Stored data entries
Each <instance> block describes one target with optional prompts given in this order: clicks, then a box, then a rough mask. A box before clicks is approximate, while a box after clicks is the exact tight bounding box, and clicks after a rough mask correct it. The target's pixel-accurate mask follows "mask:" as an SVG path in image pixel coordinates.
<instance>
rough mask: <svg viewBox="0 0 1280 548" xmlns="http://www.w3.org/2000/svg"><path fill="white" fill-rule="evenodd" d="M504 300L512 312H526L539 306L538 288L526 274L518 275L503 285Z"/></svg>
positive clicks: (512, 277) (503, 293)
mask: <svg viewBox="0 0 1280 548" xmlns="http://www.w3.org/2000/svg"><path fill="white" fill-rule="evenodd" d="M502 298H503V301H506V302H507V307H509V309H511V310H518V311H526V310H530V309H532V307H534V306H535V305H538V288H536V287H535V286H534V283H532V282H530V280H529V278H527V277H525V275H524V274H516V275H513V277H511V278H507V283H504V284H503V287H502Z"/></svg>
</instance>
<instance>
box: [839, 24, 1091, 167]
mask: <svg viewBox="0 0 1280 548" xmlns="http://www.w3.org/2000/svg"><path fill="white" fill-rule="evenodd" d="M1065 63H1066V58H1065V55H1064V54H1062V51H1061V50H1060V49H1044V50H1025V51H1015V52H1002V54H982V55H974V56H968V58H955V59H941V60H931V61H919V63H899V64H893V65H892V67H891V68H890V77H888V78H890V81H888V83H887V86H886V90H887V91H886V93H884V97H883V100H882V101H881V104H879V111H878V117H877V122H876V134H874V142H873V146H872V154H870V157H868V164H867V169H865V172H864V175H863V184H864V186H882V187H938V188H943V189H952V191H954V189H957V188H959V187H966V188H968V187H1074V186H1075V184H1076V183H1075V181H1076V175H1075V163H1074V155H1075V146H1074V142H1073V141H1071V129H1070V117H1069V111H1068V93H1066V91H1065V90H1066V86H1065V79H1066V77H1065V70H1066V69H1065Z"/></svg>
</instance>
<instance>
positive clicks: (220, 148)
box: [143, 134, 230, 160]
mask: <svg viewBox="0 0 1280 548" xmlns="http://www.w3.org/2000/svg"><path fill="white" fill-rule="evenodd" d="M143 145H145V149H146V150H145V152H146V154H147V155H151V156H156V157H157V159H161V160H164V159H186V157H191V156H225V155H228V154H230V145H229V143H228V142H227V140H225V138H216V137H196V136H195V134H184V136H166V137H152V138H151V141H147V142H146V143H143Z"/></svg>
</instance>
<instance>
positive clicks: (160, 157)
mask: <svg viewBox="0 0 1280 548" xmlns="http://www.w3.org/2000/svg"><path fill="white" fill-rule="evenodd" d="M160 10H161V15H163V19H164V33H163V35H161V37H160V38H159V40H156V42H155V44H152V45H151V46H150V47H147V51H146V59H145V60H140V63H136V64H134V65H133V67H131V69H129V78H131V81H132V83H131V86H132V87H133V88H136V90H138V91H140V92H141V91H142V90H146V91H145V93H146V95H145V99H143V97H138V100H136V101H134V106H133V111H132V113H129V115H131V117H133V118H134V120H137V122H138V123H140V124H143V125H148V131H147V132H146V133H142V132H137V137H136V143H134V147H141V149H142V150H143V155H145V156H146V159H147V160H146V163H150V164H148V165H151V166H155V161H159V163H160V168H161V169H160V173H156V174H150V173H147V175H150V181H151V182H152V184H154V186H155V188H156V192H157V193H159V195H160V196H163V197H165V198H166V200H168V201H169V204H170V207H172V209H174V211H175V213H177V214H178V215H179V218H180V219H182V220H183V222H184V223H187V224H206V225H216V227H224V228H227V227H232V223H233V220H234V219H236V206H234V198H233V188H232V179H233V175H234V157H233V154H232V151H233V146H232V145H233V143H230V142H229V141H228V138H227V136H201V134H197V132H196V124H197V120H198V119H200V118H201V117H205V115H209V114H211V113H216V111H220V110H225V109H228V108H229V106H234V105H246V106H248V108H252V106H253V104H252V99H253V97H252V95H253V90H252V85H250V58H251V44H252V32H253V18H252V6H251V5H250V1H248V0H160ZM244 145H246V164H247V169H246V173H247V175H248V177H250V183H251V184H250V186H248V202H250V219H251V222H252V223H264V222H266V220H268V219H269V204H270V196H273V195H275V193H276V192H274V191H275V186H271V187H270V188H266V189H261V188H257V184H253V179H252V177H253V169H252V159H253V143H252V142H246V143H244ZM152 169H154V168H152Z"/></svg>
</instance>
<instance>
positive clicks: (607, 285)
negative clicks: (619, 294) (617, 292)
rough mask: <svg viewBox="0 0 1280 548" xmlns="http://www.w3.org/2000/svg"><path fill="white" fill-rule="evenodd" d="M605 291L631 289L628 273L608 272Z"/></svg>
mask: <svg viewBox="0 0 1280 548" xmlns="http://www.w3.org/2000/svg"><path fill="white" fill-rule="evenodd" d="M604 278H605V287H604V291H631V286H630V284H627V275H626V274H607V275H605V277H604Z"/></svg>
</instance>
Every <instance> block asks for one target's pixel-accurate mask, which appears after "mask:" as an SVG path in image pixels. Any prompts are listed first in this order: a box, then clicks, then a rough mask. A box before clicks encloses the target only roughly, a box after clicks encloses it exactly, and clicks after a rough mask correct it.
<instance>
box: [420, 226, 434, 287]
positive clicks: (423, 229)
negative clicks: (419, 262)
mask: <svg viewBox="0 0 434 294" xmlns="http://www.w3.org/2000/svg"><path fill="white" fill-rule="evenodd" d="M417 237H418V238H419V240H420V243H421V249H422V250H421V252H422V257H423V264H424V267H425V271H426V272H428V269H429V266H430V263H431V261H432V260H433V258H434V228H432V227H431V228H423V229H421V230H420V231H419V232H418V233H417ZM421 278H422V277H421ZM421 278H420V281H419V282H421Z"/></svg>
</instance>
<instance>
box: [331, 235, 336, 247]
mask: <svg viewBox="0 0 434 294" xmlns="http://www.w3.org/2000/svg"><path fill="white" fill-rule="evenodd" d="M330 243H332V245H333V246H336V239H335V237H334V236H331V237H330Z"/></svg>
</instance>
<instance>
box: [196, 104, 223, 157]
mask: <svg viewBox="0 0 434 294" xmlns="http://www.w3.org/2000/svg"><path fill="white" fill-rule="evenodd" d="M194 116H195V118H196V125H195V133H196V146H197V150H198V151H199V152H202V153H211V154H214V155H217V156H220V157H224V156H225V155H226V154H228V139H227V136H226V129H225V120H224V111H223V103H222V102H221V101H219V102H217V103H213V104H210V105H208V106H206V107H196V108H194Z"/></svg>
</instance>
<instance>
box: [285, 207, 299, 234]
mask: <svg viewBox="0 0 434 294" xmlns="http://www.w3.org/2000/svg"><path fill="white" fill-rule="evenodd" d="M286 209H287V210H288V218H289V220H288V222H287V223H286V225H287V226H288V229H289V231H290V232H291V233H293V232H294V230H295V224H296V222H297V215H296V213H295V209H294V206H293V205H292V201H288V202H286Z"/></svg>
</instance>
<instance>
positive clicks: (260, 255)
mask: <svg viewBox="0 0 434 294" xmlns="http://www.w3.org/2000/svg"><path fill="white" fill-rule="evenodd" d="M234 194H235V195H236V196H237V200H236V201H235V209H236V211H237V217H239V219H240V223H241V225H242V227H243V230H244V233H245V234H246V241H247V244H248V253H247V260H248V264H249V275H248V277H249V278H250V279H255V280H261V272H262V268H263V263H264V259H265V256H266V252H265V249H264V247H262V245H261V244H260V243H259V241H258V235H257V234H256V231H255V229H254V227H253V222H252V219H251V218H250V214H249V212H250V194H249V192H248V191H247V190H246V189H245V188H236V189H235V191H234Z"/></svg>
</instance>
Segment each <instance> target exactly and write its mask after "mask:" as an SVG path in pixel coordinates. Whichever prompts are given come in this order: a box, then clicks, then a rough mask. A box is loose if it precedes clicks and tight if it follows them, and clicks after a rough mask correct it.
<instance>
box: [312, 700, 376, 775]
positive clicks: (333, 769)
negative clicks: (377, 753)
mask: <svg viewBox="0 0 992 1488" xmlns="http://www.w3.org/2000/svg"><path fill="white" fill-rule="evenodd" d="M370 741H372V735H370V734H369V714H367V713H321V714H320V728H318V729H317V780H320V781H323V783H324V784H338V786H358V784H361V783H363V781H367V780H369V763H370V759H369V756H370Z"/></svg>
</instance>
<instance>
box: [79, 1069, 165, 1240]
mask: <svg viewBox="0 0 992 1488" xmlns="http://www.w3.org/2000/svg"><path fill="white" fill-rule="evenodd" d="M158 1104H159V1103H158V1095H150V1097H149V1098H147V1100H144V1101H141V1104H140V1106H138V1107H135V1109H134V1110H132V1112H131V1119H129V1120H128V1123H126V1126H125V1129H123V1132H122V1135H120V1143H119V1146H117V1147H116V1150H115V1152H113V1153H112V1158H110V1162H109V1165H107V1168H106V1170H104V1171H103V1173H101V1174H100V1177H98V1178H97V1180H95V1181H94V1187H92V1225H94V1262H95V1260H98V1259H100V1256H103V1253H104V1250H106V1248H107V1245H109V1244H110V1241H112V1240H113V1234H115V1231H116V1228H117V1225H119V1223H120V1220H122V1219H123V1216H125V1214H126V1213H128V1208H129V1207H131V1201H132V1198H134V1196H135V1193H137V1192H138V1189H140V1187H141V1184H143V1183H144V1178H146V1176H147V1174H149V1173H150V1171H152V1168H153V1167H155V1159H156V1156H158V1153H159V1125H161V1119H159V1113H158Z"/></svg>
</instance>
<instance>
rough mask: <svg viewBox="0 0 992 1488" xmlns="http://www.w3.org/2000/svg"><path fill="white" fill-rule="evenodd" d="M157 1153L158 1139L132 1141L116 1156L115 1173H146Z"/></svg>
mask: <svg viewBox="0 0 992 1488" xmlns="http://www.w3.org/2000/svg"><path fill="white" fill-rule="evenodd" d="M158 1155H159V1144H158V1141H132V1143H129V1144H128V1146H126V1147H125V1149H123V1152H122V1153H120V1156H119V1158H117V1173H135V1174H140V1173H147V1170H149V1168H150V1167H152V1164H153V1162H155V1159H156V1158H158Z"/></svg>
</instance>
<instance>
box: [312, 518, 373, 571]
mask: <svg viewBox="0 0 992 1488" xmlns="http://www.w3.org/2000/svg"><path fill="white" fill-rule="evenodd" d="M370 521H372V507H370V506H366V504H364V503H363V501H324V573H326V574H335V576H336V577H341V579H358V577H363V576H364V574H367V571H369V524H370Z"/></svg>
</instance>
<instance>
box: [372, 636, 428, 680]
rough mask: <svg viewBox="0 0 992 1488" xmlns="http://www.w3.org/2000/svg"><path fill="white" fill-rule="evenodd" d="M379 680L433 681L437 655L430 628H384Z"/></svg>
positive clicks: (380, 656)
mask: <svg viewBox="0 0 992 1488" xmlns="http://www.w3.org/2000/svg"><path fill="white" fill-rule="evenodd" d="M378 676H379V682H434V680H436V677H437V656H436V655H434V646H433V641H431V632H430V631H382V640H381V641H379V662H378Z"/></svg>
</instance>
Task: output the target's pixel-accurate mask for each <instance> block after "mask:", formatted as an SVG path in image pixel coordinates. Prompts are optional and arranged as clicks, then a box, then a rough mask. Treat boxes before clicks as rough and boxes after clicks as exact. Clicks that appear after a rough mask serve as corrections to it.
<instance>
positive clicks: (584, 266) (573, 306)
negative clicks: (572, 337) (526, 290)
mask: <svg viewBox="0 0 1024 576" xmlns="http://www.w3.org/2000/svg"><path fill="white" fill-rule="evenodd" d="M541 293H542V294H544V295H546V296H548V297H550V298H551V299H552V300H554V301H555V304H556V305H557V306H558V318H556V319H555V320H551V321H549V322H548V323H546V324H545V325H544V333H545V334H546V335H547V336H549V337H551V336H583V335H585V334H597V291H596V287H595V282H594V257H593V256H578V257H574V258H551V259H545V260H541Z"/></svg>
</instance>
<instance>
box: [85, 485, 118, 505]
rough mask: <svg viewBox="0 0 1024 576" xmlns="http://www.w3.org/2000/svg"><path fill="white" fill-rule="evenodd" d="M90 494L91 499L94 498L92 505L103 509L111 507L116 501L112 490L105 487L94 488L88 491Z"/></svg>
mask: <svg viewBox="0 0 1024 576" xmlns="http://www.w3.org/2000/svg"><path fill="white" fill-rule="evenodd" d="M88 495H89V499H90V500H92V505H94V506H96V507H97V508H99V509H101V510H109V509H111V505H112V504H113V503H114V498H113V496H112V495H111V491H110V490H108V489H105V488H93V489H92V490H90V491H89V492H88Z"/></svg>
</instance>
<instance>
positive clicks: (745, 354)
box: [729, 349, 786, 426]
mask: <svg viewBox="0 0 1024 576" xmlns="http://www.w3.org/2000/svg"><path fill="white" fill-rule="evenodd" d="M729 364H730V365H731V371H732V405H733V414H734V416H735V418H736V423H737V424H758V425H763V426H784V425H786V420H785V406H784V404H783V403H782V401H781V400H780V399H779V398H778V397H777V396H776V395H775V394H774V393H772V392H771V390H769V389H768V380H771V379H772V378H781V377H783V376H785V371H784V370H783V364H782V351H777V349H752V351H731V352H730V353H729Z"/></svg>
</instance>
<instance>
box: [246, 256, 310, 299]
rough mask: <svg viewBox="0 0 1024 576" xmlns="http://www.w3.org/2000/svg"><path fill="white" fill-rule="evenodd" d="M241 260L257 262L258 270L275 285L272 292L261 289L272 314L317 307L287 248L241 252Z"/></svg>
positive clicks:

■ **Your task**: Count how many lines in the data above include the string "optional", and write only that number.

■ **Answer section**: 2